== 文書の抜粋 ==
説明

易滑性の改良されたポリイミドフィルムおよびそれを用いた基板

【課題】熱可塑性ポリイミドフィルムの滑り性を改良する。
【解決手段】熱可塑性であってガラス転移温度が190〜450℃であるポリイミドからなるポリイミド表面層を有し、少なくともポリイミド表面層約1μm中にピロメリット酸成分とp−フェニレンジアミン成分とを80%以上含有するポリイミドからなりメジアン径が0.3〜0.8μmでかつ最大径が2μm以下である全芳香族ポリイミド粒子をポリイミド表面層のポリイミドに対して約0.5〜10質量%の割合で分散してなる易滑性の改良されたポリイミドフィルム、前記熱可塑性ポリイミドからなるポリイミド表面層約1μm中に全芳香族ポリイミド粒子を分散してなる無機粉末を含有しないポリイミド表面層を有し、静摩擦係数が0.05〜0.7、動摩擦係数が0.05〜0.7である易滑性の改良されたポリイミドフィルム。

【発明の詳細な説明】
【技術分野】
【0001】
本発明は、フィルム表面に微細な突起を有しフィルム表面の滑り性がよく、熱融着性を有する長尺で巻取りロ−ルに巻き取りが容易である易滑性ポリイミドフィルムおよびそれを用いた銅張り積層基板、特にフレキシブルプリント基板やTABなどのファインパタ−ン形成用の素材フィルムとして好適な易滑性ポリイミドフィルムおよびそれを用いた銅張り積層基板に関する。
===
▶ [課題の目標 A]
ポリイミドフィルムに関する文書の【解決手段】で、「〜」を使った数値範囲によって規定されている項目を、その範囲とともにすべて挙げなさい。
▶ [課題の目標 B]
ポリイミドフィルムに関する文書の続きを、最後の文の後から書きなさい。
== 表示された記録 ==
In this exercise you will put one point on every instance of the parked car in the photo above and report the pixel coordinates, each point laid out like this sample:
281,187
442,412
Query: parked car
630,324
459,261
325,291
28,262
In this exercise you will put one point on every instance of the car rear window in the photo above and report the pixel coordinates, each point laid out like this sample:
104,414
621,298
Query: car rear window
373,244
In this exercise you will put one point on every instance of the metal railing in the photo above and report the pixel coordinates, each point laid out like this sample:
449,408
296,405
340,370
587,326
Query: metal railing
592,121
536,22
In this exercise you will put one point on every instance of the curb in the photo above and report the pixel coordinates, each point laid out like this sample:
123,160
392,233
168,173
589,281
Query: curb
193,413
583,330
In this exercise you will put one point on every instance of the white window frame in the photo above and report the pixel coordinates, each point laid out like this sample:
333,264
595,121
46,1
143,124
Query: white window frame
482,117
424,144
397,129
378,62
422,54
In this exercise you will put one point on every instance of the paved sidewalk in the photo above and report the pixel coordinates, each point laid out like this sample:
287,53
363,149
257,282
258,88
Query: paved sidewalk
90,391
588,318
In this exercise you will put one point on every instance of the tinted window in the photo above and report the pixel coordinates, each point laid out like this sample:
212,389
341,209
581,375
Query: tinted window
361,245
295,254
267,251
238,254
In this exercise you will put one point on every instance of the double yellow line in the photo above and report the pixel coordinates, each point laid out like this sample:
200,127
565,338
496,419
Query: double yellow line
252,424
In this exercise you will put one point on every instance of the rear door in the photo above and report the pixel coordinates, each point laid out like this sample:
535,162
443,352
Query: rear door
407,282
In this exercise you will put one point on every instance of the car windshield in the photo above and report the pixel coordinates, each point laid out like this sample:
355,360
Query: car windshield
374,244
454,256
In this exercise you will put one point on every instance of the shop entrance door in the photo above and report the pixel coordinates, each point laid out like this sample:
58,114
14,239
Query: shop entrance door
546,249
===
▶ [解答例 A]
ガラス転移温度：190〜450℃
全芳香族ポリイミド粒子のメジアン径：0.3〜0.8μm
全芳香族ポリイミド粒子の割合：ポリイミド表面層のポリイミドに対して約0.5〜10質量%
静摩擦係数：0.05〜0.7
動摩擦係数：0.05〜0.7

▶ [解答例 B]
【背景技術】
【0002】
ポリイミドフィルムは、耐熱性、耐薬品性、機械的強度、電気特性などに優れていることから積層板、フレキシブルプリント基板等に使用されてきた。しかし、ポリイミドフィルムは接着性に問題がある。この接着性を改善する方法としては、アルカリ処理、コロナ処理、サンドブラスト、低温プラズマ処理などの表面処理を施す方法などが行われている。しかし、これらの方法は接着性の改善には効果はあるが、接着剤としてポリイミド以外の接着剤、例えばエポキシ樹脂系接着剤を必要とし、フレキシブル基板全体としての耐熱性が低下する。
【0003】
このため、ポリイミドフィルムとして、熱可塑性単層ポリイミドフィルムあるいは熱可塑性ポリイミドの薄層を耐熱性ポリイミド層の両面に積層した熱可塑性の薄層を有する多層ポリイミドフィルムなどの熱可塑性ポリイミド層を有するポリイミドフィルム(以下、単に熱可塑性ポリイミドフィルムと略記することもある。)が提案された。
しかし、これらの熱可塑性ポリイミドフィルムは表面が平滑である場合には、巻取りロ−ルに巻取るフィルム製造時や、銅箔とラミネ−トする際にロ−ル等との摩擦が大きく、皺が入ったり、ロ−ルに巻き付いたりしたりというトラブルが生じることがあり、巻取りに制限を受け、それ故熱可塑性ポリイミドフィルムの表面滑性を改善する必要があった。
【0004】
従来、ポリイミドフィルムの表面滑性を良くする方法としては、エンボス加工のような表面処理をする方法やポリイミドフィルムにリン酸カルシウム(特許文献1)やシリカ(特許文献2)などの無機粉末を混合し、フィルム表面に微細な突起を生じさせ、表面摩擦を減らす方法が採用されてきた。また、微細無機フィラ−を分散させ溶媒中で重合したポリアミック酸溶液を流延製膜してポリイミドフィルムを製造する方法が提案された(特許文献3)。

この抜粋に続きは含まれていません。